--- Text block ---
NOTE ON ANNUAL FILING - FOR COMPANIES UNDER COMPANIES ACT 2013

NOTE ON ANNUAL FILING FOR COMPANIES

 

 

As an entrepreneur you might be thinking, what is Annual Filing for a Company? Why annual filing is important? Which are the forms we need to file? What are the documents required and when is the due date for Annual Filing? You can get answers for all your queries in this blog. Let us look into the questions one by one:

 

A.     What is Annual Filing for a Company?

 

Every company incorporated / registered in India, including private limited, limited company, one person company and section 8 company shall file financials and annual returns with ROC every year along with any other filings done during the year. This is a mandatory requirement even when there are no other filings or Company has no activities.

 

These filings can be done once in a year. Hence the terms are used as Annual Filing

 

B.     Why Annual Filing is Important?

 

For every Company Annual Filing will become important because of following Reasons:

1.            The major benefit of filing the ROC returns on time is that the company will be protected from the levy of penalty and punishments.

 

2.            For filing the ROC documents proper documents are required to be prepared by the company as a result company can determine its exact and accurate compliance position.

 

3.            The company will comply with the provisions of the Companies Act 2013 that will help in preventing the intervention of government in affairs of the company.

 

4.            The company who is complaint with the ROC filing procedure can make its better image and helps in improving its business image.

--- Prompt 1 ---
In the note on annual filing for companies, which authority must every company file its financials and annual returns with each year?
--- Prompt 2 ---
Continue the note on annual filing for companies, starting right after its fourth reason for why annual filing is important.

--- Data provided ---
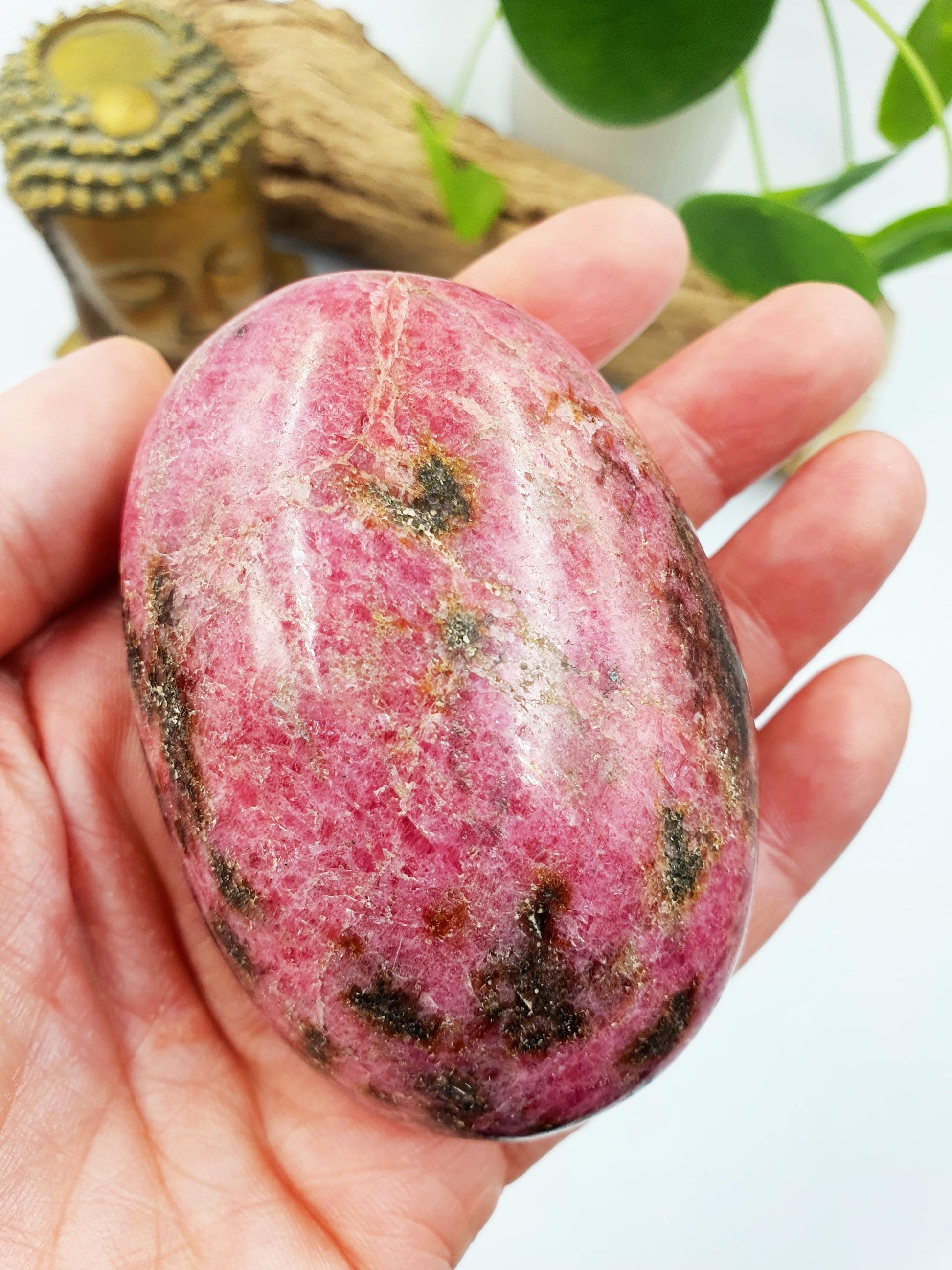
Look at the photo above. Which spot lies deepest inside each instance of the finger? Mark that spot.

--- Exercise output 1 ---
The ROC.

--- Exercise output 2 ---
5.            When the Annual Filings are not done for consecutive 2 (Two) Financial Years, ROC can suo moto action to remove name from Register of Companies. Timely filing of Annual Accounts and Returns can avoid those Actions form ROC

 

6.            When the Annual Filings are not done for consecutive 3 (Three) Financial Years, Directors of such defaulting Company will become disqualified to Act as Directors in any other Company. Timely filing of Annual Accounts and Returns can avoid disqualification.

 

C.     Which are the forms we need to file? What are the documents required and when is the due date for Annual Filing?

 

A company is required to file three forms with ROC as a Part of Annual Filing.

 

1.      Form AOC-4: Form AOC-4 will contain details and annexure relating to Balance Sheet, Profit & Loss Account, Cash Flow Statement, Audit Report, Board’s Report with Annexures etc.,

 

Documents required for Form AOC-4:

i.                 Financials of the Company (Balance Sheet, Statement of Profit and Loss, Cash Flow Statement, Schedules along with notes to Accounts)

ii.                Board’s Report along with Annexures

iii.              Notice of Annual General Meeting – It is not a mandatory attachment. However, it is a prudent practice to attach it.

 

These are the basic documents required. Based on the size and turnover, listed and unlisted Companies, additional documents may be required.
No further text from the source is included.